● Source extract

Segment Open

NPR’s Julie Rovner asks an excellent question in her report today about the ongoing uproar over new federal rules that would require employers to cover contraception as part of an overall package of preventative care for women. She writes:

 

If health insurance plans offered by Catholic-sponsored entities refuse to cover contraceptives for women because of the religion’s moral teachings banning artificial birth control, do they cover Viagra for men?

She says she got several emails asking just that after her story on the Obama administration’s change in the initial rule mandating coverage of birth control. (As part of the change, Obama said that hospitals, universities and charities sponsored by religious groups could opt out of covering contraception if their insurance companies did offer it to employees.)

Segment Closed

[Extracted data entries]
Segment Open

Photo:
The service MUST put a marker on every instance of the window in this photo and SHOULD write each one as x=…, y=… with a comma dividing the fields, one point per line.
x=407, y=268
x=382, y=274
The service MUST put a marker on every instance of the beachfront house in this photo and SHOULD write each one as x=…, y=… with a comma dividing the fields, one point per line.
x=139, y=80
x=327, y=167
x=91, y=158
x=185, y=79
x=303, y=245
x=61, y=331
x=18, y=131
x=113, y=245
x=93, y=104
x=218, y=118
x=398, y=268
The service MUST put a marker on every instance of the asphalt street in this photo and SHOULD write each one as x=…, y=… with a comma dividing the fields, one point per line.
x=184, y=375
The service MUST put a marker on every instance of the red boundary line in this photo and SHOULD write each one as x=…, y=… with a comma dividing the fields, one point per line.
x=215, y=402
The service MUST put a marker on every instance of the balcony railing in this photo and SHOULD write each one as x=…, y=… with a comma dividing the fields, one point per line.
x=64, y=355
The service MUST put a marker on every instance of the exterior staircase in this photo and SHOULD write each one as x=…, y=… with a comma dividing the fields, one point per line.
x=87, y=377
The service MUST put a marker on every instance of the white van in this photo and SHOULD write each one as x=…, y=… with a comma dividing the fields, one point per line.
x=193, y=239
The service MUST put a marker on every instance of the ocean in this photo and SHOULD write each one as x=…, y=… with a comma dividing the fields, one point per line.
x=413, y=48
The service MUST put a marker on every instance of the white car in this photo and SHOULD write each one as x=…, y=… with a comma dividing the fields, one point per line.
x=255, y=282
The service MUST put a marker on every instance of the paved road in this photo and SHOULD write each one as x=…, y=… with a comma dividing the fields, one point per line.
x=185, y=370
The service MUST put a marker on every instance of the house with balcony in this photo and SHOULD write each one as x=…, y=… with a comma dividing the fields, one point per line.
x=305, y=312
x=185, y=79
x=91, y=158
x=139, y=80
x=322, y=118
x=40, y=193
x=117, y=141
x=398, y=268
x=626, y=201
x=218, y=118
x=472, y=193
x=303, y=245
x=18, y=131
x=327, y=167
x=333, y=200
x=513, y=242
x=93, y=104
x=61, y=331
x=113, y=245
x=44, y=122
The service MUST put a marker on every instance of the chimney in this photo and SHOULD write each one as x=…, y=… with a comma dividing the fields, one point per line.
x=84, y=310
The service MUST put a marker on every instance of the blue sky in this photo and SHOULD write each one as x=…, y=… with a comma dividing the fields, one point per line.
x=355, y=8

Segment Closed

● Task item
Carry on the excerpt on contraception coverage, picking up right after its final sentence. The listing has nothing to do with the excerpt on contraception coverage.

● Solved problem
So why is Viagra ok? Rovner reports:

The answer on Viagra coverage is usually yes, Catholic leaders say. And they argue that’s neither hypocritical nor sexist. Procreation is something the Catholic church encourages. And Viagra and other erectile dysfunction drugs can be of help.

Still, Richard Doerflinger of the U.S. Conference of Catholic Bishops tells me that many Catholic-based health plans are now adding caveats that such drugs “should be prescribed for a medically identifiable problem to prevent wide abuse.”

Vasectomies, on the other hand, are banned by Catholic-sponsored health insurance. “We have the same objection to male sterilization as to the female variety,” Doerflinger says.